** INSTRUCTION **
Transcribe a section of the essay on speed and direction below word for word, beginning at the words "In big cities, people" and stopping after "slightly off track.".

5%
I eat fast.
Like a street dog guarding its food.
I walk fast, with a sense of purpose.
Even when there’s nowhere to go.
Some people live a slow life. Painfully slow.
They blink slowly. Talk slowly. Move slowly.
It drives me crazy.
But what if they’re right?
Growing up in Buenos Aires, I never questioned the pace.
It felt normal. But normal isn’t always right.
People walk like they’re running late.
Even the air feels impatient.
Every place has its own tempo.
In big cities, people move faster. It’s proven.
Speed becomes a habit you don’t question.
But speed isn’t the same as direction.
A flight from New York to London spans 3,500 miles.
If the pilot is 5 degrees off course, the plane doesn’t land in London.
It lands in Lisbon.
1,000 miles away.
Small errors in direction compound exponentially.
They don’t take you slightly off track.
They take you somewhere else entirely.
For the first time in my life, I stopped to ask where I’m going.
Not just how fast I’m getting there.
What if I’m moving at full speed but in the wrong direction?
What if slowing down is my chance to course-correct?
But how?
Nobody tells you how.
Meditation, journaling, yoga.
The promise of mindfulness becomes a task.
It helps, until it doesn’t.
I need to change my mind.
A steady drip of consciousness that keeps me awake to life.

** LISTING **
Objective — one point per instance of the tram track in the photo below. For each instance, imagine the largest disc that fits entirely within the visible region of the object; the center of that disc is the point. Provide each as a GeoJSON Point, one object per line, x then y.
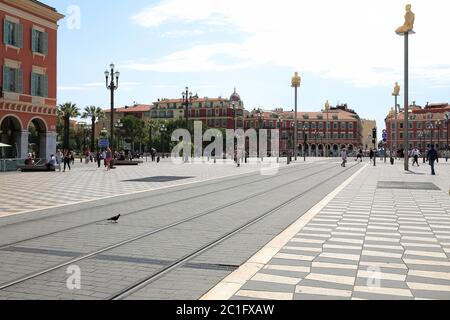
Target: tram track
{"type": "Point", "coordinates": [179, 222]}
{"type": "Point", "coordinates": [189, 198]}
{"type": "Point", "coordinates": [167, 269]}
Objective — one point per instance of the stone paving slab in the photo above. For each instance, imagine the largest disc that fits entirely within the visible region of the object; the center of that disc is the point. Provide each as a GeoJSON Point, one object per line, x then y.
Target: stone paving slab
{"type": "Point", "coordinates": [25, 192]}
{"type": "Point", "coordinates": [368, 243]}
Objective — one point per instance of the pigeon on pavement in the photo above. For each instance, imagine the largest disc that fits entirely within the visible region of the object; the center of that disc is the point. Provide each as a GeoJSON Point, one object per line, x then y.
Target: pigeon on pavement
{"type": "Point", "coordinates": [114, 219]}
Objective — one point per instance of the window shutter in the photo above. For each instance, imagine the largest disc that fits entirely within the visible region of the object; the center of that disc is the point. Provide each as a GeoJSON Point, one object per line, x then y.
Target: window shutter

** TASK RESULT **
In big cities, people move faster. It’s proven.
Speed becomes a habit you don’t question.
But speed isn’t the same as direction.
A flight from New York to London spans 3,500 miles.
If the pilot is 5 degrees off course, the plane doesn’t land in London.
It lands in Lisbon.
1,000 miles away.
Small errors in direction compound exponentially.
They don’t take you slightly off track.